> _Exercise aim_: Pick up the interview about the GQG Partners Global Equity fund after its final sentence and keep writing it.
#### Text provided ####
There has been no shortage of crises since the beginning of the decade, with the world grappling with a pandemic, wars in Ukraine and the Middle East, and a resurgence of inflation. While many global equity funds have struggled amidst these paradigm shifts, GQG Partners Global Equity has managed to navigate through the storm relatively unscathed.
The fund is the sixth best performer in the IA Global sector over three years and has not experienced losses in any calendar year since its launch in 2019.
Performance of funds since launch vs sector and benchmark
Source: FE Analytics
Below, FE fundinfo Alpha Manager Brian Kersmanc discusses how the quality of a stock can fluctuate wildly over time and why his portfolio is like a football team.
Could you explain your investment process?
We want to compound capital over the course of time and we want to do it with less risk.
We're more focused on the absolute return and expect 200 to 300 basis points of relative outperformance on an annualised basis over the full market cycle.
Our philosophy is built on three main pillars: a long-term focus, quality bias and capital preservation.
We won’t add any name to the portfolio if we do not have a five-year view on it. That being said, we move the portfolio pretty aggressively at times.
How do you reconcile long-term focus and aggressive turnover?
We try to have the optimal version of the portfolio based on the five-year outlook that we see today. The more the information flow changes over the course of time, the more we adjust and adapt the portfolio.
The analogy I like to use is a sports team. You put the players on the field that you think are going to execute well over the next few quarters.
As the game progresses, players perform differently than you expected, some get injured or tired, the other team makes unexpected moves, the weather changes, etc. You're going to adjust based on those factors.
And just because I put a player on the bench doesn't mean my five-year view of that player is necessarily shattered. It may just not be the optimal time to have that player on the field right now. We substitute our players in and out, which allows us to keep the portfolio as optimal as we can over the course of time.
What is your definition of quality?
#### Data extract ####
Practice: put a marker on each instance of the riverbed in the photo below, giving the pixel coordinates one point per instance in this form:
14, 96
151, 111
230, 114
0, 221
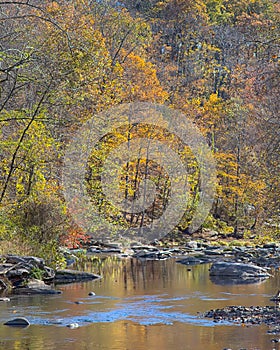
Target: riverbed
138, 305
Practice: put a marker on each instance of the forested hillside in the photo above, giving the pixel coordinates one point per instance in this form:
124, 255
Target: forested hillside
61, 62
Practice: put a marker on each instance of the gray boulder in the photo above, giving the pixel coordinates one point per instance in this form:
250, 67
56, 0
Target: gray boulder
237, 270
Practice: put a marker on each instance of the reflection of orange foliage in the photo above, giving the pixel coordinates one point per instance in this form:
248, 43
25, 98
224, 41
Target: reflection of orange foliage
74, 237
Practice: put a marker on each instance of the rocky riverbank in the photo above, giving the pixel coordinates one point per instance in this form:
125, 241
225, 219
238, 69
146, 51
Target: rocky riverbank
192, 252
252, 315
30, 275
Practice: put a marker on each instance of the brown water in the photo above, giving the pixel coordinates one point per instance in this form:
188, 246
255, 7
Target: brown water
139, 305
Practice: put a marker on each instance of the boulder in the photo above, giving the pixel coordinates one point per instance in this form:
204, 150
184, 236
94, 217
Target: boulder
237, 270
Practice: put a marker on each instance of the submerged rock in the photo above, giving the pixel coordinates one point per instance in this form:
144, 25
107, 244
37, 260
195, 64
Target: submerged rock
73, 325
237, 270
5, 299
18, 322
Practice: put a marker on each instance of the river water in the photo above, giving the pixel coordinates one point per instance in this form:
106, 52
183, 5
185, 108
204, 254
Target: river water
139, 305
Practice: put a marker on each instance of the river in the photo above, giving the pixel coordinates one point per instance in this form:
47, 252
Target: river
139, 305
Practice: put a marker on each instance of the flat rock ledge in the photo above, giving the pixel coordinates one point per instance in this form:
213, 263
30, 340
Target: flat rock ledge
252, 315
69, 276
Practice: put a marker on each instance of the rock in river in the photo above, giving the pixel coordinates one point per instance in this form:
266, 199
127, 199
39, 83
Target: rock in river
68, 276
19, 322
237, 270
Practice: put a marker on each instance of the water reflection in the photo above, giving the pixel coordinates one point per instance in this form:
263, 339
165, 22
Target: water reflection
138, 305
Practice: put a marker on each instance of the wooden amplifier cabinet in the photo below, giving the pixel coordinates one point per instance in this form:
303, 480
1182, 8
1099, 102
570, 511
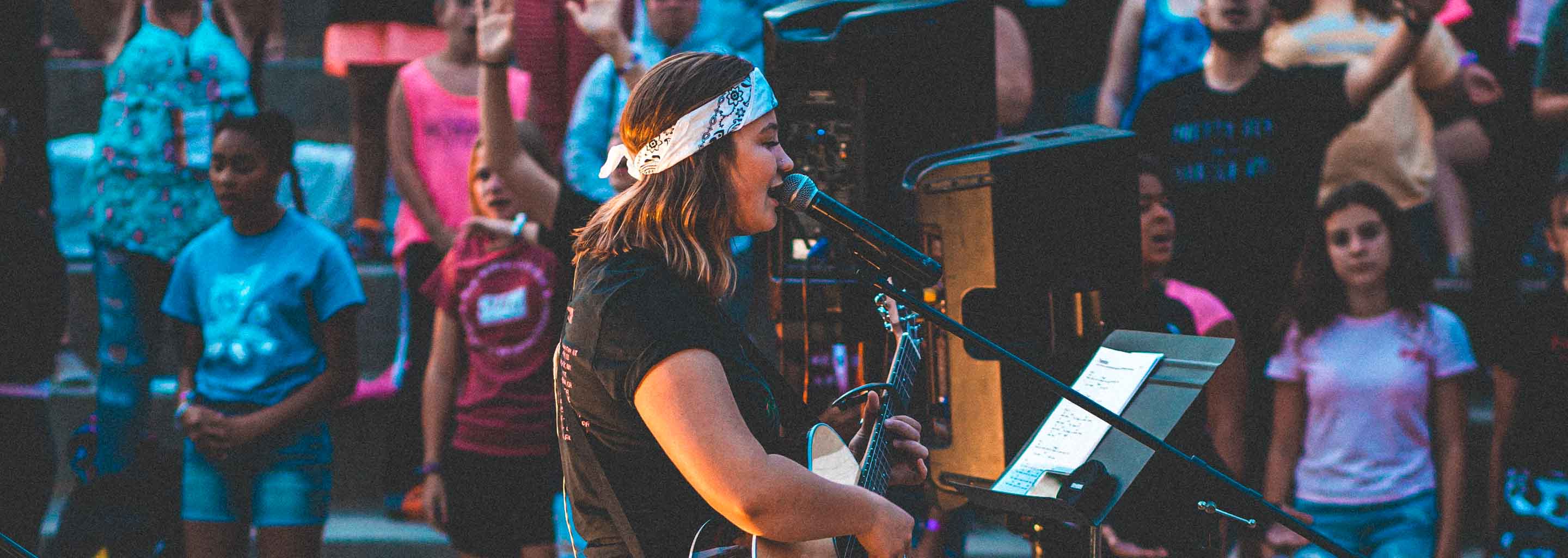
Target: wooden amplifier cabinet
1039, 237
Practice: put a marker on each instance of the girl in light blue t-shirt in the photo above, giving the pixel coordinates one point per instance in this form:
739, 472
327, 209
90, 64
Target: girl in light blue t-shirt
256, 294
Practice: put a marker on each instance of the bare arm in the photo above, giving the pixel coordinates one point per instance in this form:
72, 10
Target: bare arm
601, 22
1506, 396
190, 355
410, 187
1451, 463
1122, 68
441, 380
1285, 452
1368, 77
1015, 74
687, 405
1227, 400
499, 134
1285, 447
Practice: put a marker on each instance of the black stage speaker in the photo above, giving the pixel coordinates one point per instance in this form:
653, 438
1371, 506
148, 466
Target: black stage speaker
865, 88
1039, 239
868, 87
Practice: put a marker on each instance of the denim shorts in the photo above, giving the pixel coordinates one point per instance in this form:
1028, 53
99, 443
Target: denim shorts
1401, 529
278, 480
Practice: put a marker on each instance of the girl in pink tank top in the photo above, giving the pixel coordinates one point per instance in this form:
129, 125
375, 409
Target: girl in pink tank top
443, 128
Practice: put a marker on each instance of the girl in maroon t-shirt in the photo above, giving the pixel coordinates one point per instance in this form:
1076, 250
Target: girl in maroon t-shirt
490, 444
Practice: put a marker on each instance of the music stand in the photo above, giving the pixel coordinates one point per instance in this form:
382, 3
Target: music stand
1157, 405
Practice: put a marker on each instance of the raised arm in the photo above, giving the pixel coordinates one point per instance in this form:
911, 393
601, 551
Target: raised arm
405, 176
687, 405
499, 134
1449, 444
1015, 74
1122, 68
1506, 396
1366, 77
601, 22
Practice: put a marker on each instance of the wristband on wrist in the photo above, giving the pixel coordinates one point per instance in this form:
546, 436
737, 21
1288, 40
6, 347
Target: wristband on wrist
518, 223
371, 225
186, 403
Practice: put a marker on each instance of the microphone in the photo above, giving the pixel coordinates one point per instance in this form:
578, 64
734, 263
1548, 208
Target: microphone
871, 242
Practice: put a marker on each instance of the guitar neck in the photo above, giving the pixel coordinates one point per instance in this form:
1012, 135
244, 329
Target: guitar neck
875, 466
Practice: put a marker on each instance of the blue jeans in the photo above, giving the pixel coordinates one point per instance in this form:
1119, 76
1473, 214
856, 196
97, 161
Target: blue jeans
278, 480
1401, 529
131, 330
####
#### Data extract ####
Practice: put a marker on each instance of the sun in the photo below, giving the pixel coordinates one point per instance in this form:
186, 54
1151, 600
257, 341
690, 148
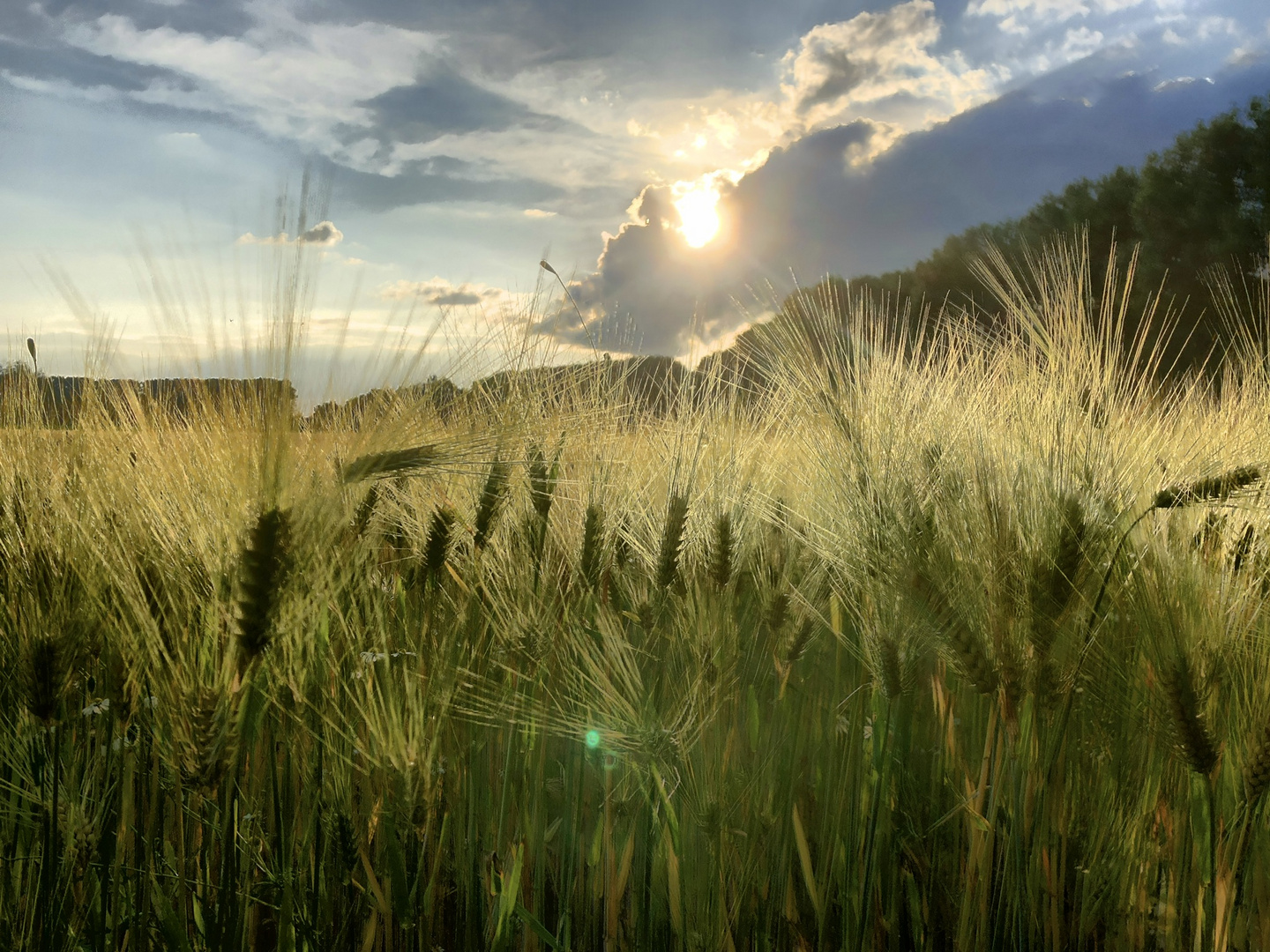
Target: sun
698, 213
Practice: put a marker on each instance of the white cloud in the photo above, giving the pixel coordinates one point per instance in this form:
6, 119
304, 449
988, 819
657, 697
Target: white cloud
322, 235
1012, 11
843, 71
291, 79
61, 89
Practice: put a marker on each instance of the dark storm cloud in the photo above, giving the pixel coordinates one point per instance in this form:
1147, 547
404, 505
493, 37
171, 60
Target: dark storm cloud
####
> _Response to this exercise_:
Plenty of managers invest for the long run in high-quality names. Where we tend to be different is that we're very open-minded about where quality can come from. We believe quality ebbs and flows over time, so we don't screen out any particular area. Instead, we try to identify where quality is emerging.
For example, if I had asked a room full of people whether Exxon Mobil was a high-quality business two years ago, I might have seen only one hand in the air out of 30. Most people would have said: ‘It’s a commodity business that pumps oil out of the ground, has no differentiation and is subject to the economic sensitivity of oil prices, so it’s a low-quality business.’
But if I had asked the same question 10, 20 or 30 years ago, 29 out of 30 people would have raised their hands, saying: ‘Absolutely, it’s a blue-chip stock, the highest market-cap company in the entire world, with the ability to compound through cycles.’
Why was it considered high quality then? Why was it not considered high quality over the past couple of years? Are the elements in place for this to be a high quality execution story going forward?
We apply this approach across the board to identify where quality is deteriorating, where quality is improving and where the gap in perception between the two of those things is.
Why should investors have your fund in their portfolios?
We have a firm belief in client alignment. At GQG Partners, we have a policy that forbids us from having personal trading accounts. We are only allowed to invest in either GQG strategies or broad-based indexes. Half of my own personal savings are invested alongside our clients.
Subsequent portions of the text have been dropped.